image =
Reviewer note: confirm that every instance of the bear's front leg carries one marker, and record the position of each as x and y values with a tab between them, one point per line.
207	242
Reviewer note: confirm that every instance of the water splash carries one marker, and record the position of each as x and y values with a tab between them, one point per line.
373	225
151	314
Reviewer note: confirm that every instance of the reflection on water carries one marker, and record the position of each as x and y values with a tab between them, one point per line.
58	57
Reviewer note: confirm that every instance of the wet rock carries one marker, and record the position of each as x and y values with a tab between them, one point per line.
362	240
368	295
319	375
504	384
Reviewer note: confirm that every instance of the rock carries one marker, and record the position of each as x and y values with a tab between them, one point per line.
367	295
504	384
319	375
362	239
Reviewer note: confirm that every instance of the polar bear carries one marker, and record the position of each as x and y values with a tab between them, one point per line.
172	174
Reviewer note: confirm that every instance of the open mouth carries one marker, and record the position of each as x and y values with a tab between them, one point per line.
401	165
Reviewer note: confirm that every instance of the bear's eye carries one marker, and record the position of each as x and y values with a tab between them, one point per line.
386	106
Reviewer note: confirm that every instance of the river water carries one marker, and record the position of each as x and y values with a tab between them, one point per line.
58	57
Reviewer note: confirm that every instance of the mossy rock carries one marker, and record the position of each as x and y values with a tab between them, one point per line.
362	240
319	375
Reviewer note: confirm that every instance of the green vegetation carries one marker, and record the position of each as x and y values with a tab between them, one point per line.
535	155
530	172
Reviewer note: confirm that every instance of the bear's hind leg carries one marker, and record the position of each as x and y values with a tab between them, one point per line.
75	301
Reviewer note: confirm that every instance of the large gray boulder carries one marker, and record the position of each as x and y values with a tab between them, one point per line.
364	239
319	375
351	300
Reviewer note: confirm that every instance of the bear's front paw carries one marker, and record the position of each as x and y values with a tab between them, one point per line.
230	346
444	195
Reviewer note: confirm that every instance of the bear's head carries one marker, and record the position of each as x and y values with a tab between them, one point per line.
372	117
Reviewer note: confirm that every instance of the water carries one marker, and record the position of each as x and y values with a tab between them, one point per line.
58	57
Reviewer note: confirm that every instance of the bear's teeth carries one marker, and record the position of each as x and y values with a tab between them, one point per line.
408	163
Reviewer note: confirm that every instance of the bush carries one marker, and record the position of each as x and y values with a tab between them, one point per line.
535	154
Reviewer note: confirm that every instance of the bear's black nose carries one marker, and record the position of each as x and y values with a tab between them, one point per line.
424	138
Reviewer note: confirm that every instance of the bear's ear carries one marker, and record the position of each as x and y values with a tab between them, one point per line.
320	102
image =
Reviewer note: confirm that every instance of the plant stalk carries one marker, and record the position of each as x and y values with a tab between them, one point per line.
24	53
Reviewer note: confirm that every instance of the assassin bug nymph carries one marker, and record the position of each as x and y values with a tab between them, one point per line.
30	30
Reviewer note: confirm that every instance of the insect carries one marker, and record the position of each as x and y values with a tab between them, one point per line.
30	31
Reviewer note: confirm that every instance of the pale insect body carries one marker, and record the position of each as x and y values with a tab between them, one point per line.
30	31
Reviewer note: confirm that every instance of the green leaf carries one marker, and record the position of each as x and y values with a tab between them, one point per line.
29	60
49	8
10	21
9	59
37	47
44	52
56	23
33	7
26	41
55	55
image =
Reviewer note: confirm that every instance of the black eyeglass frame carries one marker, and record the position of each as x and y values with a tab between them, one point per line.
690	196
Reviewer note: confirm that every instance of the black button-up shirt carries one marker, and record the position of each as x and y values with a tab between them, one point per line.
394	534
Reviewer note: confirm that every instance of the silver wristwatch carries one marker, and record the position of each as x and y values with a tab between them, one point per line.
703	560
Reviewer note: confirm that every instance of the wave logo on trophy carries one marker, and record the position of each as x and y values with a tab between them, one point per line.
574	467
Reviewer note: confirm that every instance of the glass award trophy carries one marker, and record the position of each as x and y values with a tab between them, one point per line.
****************************************
WHAT NEEDS TO BE DONE – Reproduce all of the material above word for word, with nothing changed or left out.

RESPONSE –
image =
Reviewer note: confirm that every instance of the bear's front leg carries one marker, and record the position of each as x and y values with a tab between them, one point per line.
207	242
Reviewer note: confirm that every instance of the water splash carries one marker, and record the position of each as x and y values with a tab between them, one point per line.
373	225
151	314
Reviewer note: confirm that every instance of the reflection on water carries one marker, and record the position of each as x and y values with a tab between them, one point per line.
58	57
Reviewer note: confirm that every instance of the wet rock carries one marker, and record the position of each as x and y values with a tab between them, one point per line.
362	240
368	295
319	375
504	384
Reviewer note: confirm that every instance of the rock carries one marker, and record the position of each as x and y values with a tab between them, one point per line.
367	295
504	384
319	375
362	239
Reviewer note: confirm that every instance of the polar bear carries one marker, and record the position of each as x and y values with a tab between them, one point per line.
172	174
Reviewer note: confirm that every instance of the open mouth carries one marker, and record the position of each as x and y values with a tab between them, one point per line.
401	165
Reviewer note: confirm that every instance of the bear's eye carries one marker, and record the position of each as x and y values with a tab between them, one point per line.
386	106
Reviewer note: confirm that every instance of the river water carries one marker, and record the position of each as x and y values with a tab between them, one point per line.
58	57
Reviewer note: confirm that every instance of the mossy rock carries one marker, and record the position of each as x and y values with a tab between them, one point per line.
362	240
319	375
Reviewer note: confirm that every instance of the green vegetation carries one marker, and record the position of each as x and y values with a tab between them, one point per line.
535	155
530	172
Reviewer note: confirm that every instance of the bear's hind leg carries one marker, and record the position of each as x and y values with a tab between them, one point per line.
75	301
Reviewer note: confirm that every instance of the large gray boulder carries one marker, and record the position of each as x and y values with a tab between them, one point per line.
364	239
319	375
351	300
Reviewer note: confirm that every instance of the bear's front paw carries one marker, and record the position of each as x and y values with a tab between them, one point per line.
230	346
444	195
Reviewer note: confirm that every instance of the bear's head carries one marker, and record the position of each as x and y values with a tab between them, one point per line.
372	117
Reviewer note: confirm that every instance of the water carries one marker, and record the position of each as x and y values with a tab between them, one point per line.
58	57
Reviewer note: confirm that every instance of the bear's teeth carries one marker, and record the position of each as x and y values with a tab between them, one point per line.
408	163
Reviewer note: confirm that every instance of the bush carries one marker, and record the position of each as x and y values with a tab between them, one point per line.
535	154
Reviewer note: confirm that every instance of the bear's black nose carries one marker, and record the position of each as x and y values with a tab between them, one point per line.
424	138
Reviewer note: confirm that every instance of the bear's ear carries one marker, and record the position of each as x and y values with a tab between them, one point per line.
320	102
image =
Reviewer note: confirm that every instance of the plant stalk carries one marker, and record the position of each as x and y values with a tab between them, one point per line.
24	53
Reviewer note: confirm that every instance of the assassin bug nymph carries one marker, and record the position of each as x and y values with a tab between them, one point per line.
30	30
Reviewer note: confirm that every instance of the insect carries one marker, and record the position of each as x and y values with a tab between them, one point per line.
30	31
Reviewer note: confirm that every instance of the pale insect body carries one marker, and record the position of each as x and y values with a tab between them, one point per line.
30	31
Reviewer note: confirm that every instance of the green leaf carries one marker, and record the position of each as x and y values with a tab between them, one point per line.
29	60
49	8
10	21
9	59
37	47
44	52
56	23
33	7
26	41
55	55
image =
Reviewer note: confirm that every instance of the black eyeglass frame carries one marker, and record the position of each as x and y values with a tab between them, one point per line.
690	196
Reviewer note: confirm that every instance of the black button-up shirt carries one marker, and record the position of each as x and y values with a tab between them, one point per line.
394	534
Reviewer note: confirm that every instance of the silver wristwatch carries one marker, and record the position of each as x and y values with a tab between them, one point per line.
703	560
Reviewer note: confirm that every instance of the wave logo on trophy carries one marker, and record the position of each as x and y values with a tab between them, one point per line.
574	467
Reviewer note: confirm that every instance of the glass award trophy carries one marker, and record the position of each as x and y values with a tab between them, one point per line.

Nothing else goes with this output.